◆ **Task brief**
Copy out every one of the lines below word for word, but leave the pictures out of your answer.

■ ■ ■

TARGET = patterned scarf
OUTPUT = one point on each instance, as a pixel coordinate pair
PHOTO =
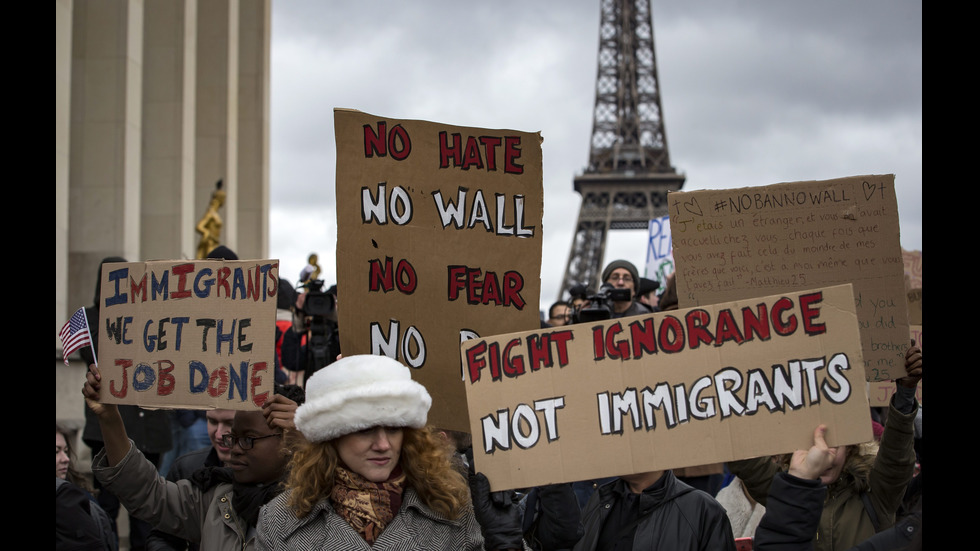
(367, 506)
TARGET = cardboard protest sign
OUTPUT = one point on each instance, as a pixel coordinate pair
(438, 240)
(741, 243)
(189, 334)
(913, 268)
(672, 389)
(660, 250)
(880, 392)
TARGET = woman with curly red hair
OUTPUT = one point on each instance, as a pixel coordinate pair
(366, 472)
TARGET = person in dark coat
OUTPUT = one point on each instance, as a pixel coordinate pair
(654, 510)
(796, 501)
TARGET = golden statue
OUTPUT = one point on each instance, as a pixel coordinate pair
(209, 226)
(311, 271)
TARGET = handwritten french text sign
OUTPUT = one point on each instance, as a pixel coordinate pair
(438, 240)
(672, 389)
(880, 392)
(184, 334)
(740, 243)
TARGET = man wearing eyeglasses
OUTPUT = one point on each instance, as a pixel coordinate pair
(218, 507)
(622, 274)
(559, 314)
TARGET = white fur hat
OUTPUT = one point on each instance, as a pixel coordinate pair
(359, 392)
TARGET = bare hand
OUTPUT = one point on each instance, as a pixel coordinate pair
(90, 390)
(813, 462)
(913, 367)
(279, 412)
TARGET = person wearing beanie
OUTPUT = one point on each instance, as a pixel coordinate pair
(367, 472)
(622, 274)
(218, 506)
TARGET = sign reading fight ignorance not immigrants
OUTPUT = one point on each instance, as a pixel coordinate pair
(438, 241)
(671, 389)
(188, 334)
(741, 243)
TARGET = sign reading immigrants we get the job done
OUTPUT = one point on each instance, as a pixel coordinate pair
(667, 390)
(188, 334)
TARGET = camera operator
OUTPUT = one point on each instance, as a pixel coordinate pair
(616, 297)
(314, 339)
(622, 274)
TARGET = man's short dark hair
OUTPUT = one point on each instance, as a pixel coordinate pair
(551, 311)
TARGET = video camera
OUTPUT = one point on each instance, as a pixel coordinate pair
(323, 339)
(600, 305)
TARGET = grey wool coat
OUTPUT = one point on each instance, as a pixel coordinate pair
(414, 527)
(177, 508)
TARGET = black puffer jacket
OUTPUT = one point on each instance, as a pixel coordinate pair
(676, 517)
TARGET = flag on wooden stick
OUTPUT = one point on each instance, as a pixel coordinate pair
(75, 334)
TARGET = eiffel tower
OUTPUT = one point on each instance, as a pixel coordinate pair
(629, 173)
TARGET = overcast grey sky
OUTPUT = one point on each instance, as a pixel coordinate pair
(754, 92)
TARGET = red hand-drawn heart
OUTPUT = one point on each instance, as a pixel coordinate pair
(869, 190)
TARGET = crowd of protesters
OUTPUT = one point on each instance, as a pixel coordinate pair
(343, 457)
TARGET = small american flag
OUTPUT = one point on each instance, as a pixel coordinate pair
(75, 334)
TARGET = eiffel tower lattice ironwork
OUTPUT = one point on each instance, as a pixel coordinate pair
(629, 173)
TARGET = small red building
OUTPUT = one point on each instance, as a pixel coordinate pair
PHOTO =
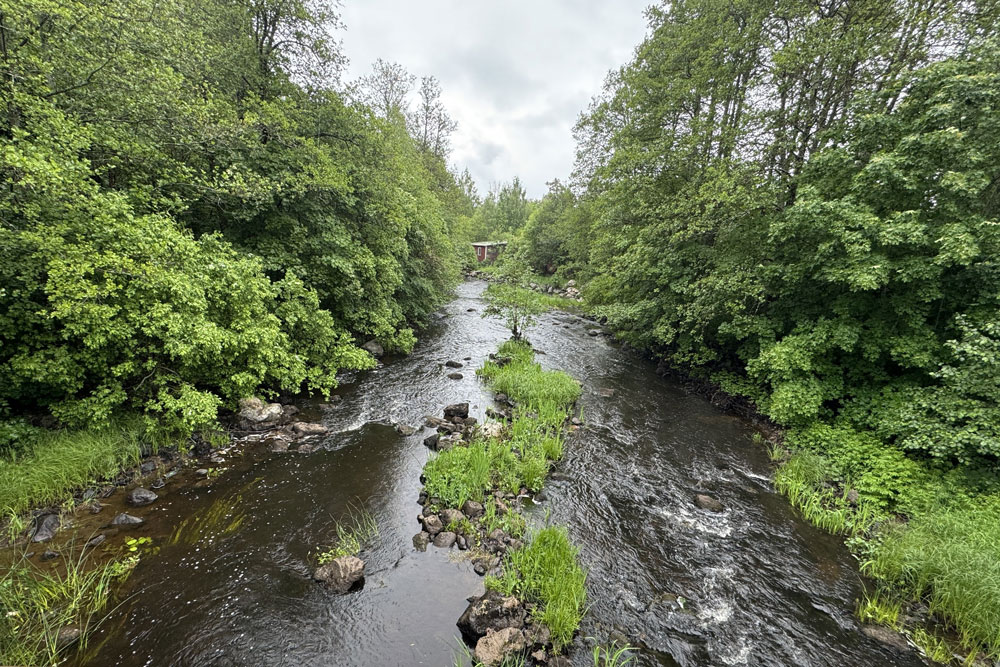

■ ■ ■

◆ **Answer to this task**
TARGET = patterned scarf
OUTPUT = one point on each instance, as a pixel coordinate pair
PHOTO =
(367, 506)
TARGET = cardboard protest sign
OUTPUT = one point on each instance, as a pixel coordinate pair
(438, 240)
(741, 243)
(189, 334)
(913, 268)
(672, 389)
(660, 250)
(880, 392)
TARGET = woman with curly red hair
OUTPUT = one point on each instance, as a pixel coordinate pair
(366, 472)
TARGET = person in dark coat
OUTPUT = one point on each instance, as a pixel coordinate pair
(654, 510)
(796, 501)
TARGET = golden statue
OUTPUT = one point on each instance, as a pixel coordinate pair
(209, 226)
(311, 271)
TARGET = handwritten french text sign
OUTPUT = one point on each instance, as a pixel coordinate pair
(438, 240)
(672, 389)
(880, 392)
(184, 334)
(740, 243)
TARGET = man wearing eyeglasses
OUTPUT = one point on each instance, as a pixel coordinate pair
(218, 507)
(622, 274)
(559, 314)
TARGET = white fur hat
OUTPUT = one point on each instance, as a pixel coordinate pair
(359, 392)
TARGET = bare hand
OUTPUT = one point on each instance, as a pixel coordinate pair
(90, 390)
(813, 462)
(913, 367)
(279, 412)
TARGET = person wearing beanie
OUTPUT = one point on each instance, as a pixel coordinate pair
(367, 472)
(622, 274)
(218, 506)
TARGET = sign reading fight ignorance not immigrants
OUTPUT = one point on each instance, as a pixel coordinate pair
(438, 241)
(671, 389)
(188, 334)
(741, 243)
TARGET = sign reading immigrants we get the job done
OUTPUT = one point on each instance, as a pixel coordinate pair
(667, 390)
(188, 334)
TARGET = camera operator
OUTPUT = one point on each instance, as a pixel coordinate pair
(616, 297)
(314, 339)
(622, 274)
TARGET = man's short dark hair
OUTPUT = one point on each instance, as a pixel coordinate pair
(551, 311)
TARGET = video camera
OUTPUT = one point on each instance, as a pixel coordinate pair
(323, 339)
(600, 305)
TARGET = grey wool coat
OUTPUT = one point on each instance, as a pixel coordinate pair
(414, 527)
(177, 508)
TARGET = black puffer jacket
OUTPUT = one point on each instance, as a pixel coordinate pair
(676, 517)
TARGET = flag on wooden stick
OUTPUT = one point on each instance, as a pixel coordinate pair
(75, 334)
TARGET = eiffel tower
OUTPUT = one point on each instance, as a pixel coordinate pair
(629, 173)
TARGET = overcast grey sky
OUTPUT = one point on each instance, as a pixel coordinate pair
(754, 92)
TARGET = red hand-drawn heart
OUTPUT = one point on each instance, as a pixel coordinate pair
(869, 190)
TARGET = crowd of protesters
OUTPUT = one point on each instance, as a pixel coordinate pair
(343, 457)
TARGET = small american flag
OUTPUT = one point on each instance, as a pixel coordinate pair
(75, 334)
TARGET = eiffel tower lattice ironwork
OUTPUT = one point on each instance, as a pixel coordinate pair
(629, 173)
TARGET = small red building
OUTPUT = one point on each instance, as a pixel coordinate pair
PHOTO =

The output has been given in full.